- Exercise task
Convert the records below into a Markdown table with the columns Row and Line, one numbered row per line, skipping blank lines. Leave the pictures out of the table.

- Exercise input

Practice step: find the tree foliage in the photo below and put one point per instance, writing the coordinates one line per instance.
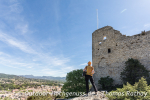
(139, 91)
(106, 83)
(133, 71)
(75, 82)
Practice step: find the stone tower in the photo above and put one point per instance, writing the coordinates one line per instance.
(111, 49)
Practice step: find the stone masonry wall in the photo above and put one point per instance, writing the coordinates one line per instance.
(110, 50)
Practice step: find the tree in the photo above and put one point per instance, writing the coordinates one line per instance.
(106, 83)
(75, 82)
(133, 71)
(139, 91)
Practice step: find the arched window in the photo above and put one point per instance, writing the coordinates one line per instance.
(104, 38)
(100, 43)
(109, 50)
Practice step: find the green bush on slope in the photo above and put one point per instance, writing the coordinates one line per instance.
(139, 91)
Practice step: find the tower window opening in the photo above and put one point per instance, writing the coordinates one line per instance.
(109, 50)
(100, 43)
(104, 38)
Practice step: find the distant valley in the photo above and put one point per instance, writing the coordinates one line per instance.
(45, 77)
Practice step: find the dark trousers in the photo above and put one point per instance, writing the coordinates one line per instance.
(87, 77)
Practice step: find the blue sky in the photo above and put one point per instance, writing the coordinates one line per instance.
(54, 37)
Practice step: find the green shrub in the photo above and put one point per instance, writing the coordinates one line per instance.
(139, 91)
(106, 83)
(133, 71)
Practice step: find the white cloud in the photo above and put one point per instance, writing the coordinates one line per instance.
(147, 25)
(38, 58)
(14, 42)
(84, 64)
(123, 10)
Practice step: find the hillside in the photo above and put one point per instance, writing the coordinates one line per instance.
(45, 77)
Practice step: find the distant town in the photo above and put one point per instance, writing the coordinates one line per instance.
(19, 88)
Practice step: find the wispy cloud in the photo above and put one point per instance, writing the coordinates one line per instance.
(147, 25)
(34, 58)
(83, 64)
(123, 10)
(14, 42)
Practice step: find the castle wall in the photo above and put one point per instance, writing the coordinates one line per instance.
(109, 55)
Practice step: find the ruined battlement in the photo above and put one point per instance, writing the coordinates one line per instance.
(110, 50)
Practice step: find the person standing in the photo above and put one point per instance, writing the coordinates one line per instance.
(89, 75)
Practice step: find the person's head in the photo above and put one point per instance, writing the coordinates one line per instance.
(89, 63)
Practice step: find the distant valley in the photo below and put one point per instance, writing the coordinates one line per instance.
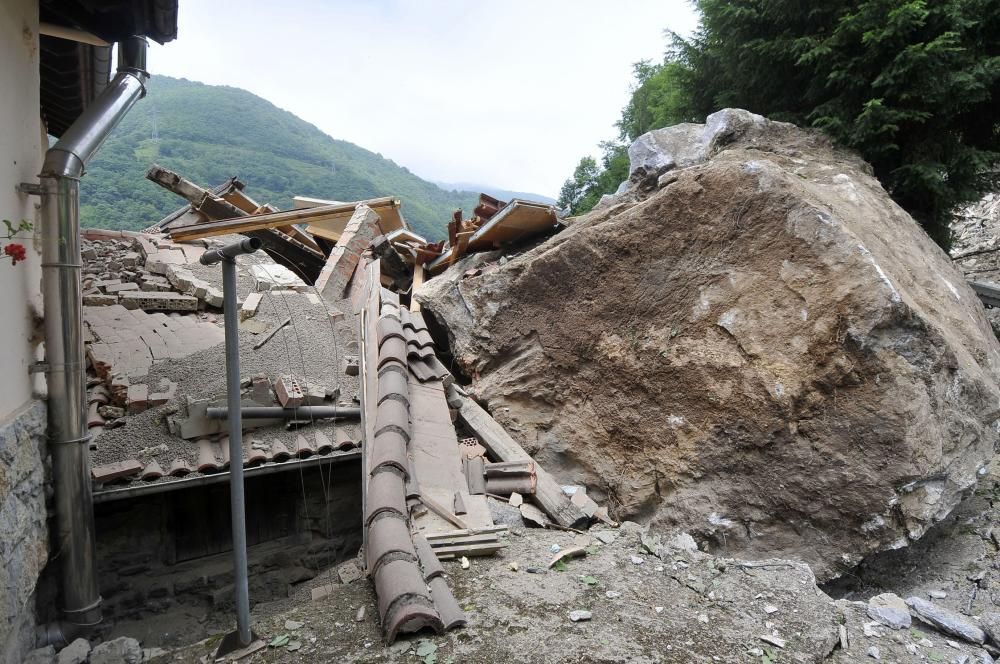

- Response
| Row | Line |
|---|---|
| 1 | Practice step: find the tree foliage in the photo below and put one point per instance, writing the coordinates one line per instance. |
| 2 | (139, 91) |
| 3 | (106, 83) |
| 4 | (133, 71) |
| 5 | (75, 82) |
| 6 | Practice step: find the stone tower in the photo above and put one point per instance, writing the coordinates one line per instance. |
| 7 | (111, 49) |
| 8 | Practice step: find the stone masonry wall in the photo above and put one point per instance, writing the coordinates one line per instance. |
| 9 | (110, 50) |
| 10 | Practice step: find the tree in the photo above and put one point per instance, writing the coordinates one line per instance. |
| 11 | (106, 83) |
| 12 | (75, 82) |
| 13 | (133, 71) |
| 14 | (139, 91) |
| 15 | Practice step: find the arched window in the photo above and put one point per instance, writing the coordinates one line per instance. |
| 16 | (104, 38) |
| 17 | (100, 43) |
| 18 | (109, 50) |
| 19 | Practice step: find the green bush on slope in the photo above and put one point per instance, writing the coordinates one line per instance. |
| 20 | (139, 91) |
| 21 | Practice step: find the tower window opening in the photo above and put one point per instance, writing the coordinates one line per instance. |
| 22 | (109, 50) |
| 23 | (100, 43) |
| 24 | (104, 38) |
| 25 | Practice step: find the distant valley in the photo above and put one point per instance, writing the coordinates one line per instance. |
| 26 | (45, 77) |
| 27 | Practice step: find the dark trousers in the photo above and put one point per instance, writing the coordinates one line per instance. |
| 28 | (87, 77) |
| 29 | Practice step: find the blue sky in the photo above and put one point per instance, writing the coordinates one line per instance. |
| 30 | (54, 37) |
| 31 | Practice step: find the green shrub in the photo above and put one point per instance, writing the coordinates one line per instance. |
| 32 | (139, 91) |
| 33 | (106, 83) |
| 34 | (133, 71) |
| 35 | Practice step: find the white cloud in the photo above and put one point per instance, writing the coordinates one line per instance. |
| 36 | (147, 25) |
| 37 | (38, 58) |
| 38 | (14, 42) |
| 39 | (84, 64) |
| 40 | (123, 10) |
| 41 | Practice step: find the hillside in the photo above and put one point per instance, writing the coordinates one line per instance. |
| 42 | (45, 77) |
| 43 | Practice step: find the distant town in the photo above and put one point per instance, writing the coordinates one line per instance. |
| 44 | (19, 88) |
| 45 | Practice step: find the wispy cloud in the photo above and put one point per instance, writing the coordinates one line per instance. |
| 46 | (147, 25) |
| 47 | (34, 58) |
| 48 | (83, 64) |
| 49 | (123, 10) |
| 50 | (14, 42) |
| 51 | Practice step: find the castle wall in the photo above and put one point per instance, writing the coordinates one line per instance. |
| 52 | (109, 55) |
| 53 | Practice step: find the ruined battlement in the photo above and put one point per instance, writing the coordinates one line per instance. |
| 54 | (110, 50) |
| 55 | Practice step: find the person standing in the photo above and put one point per instance, writing the coordinates one line per instance. |
| 56 | (89, 75) |
| 57 | Practice step: find the person's head in the photo above and put one point per instance, writing the coordinates one line per instance. |
| 58 | (89, 63) |
| 59 | Practice step: find the distant valley in the photo below and put one point per instance, writing the coordinates one line per instance. |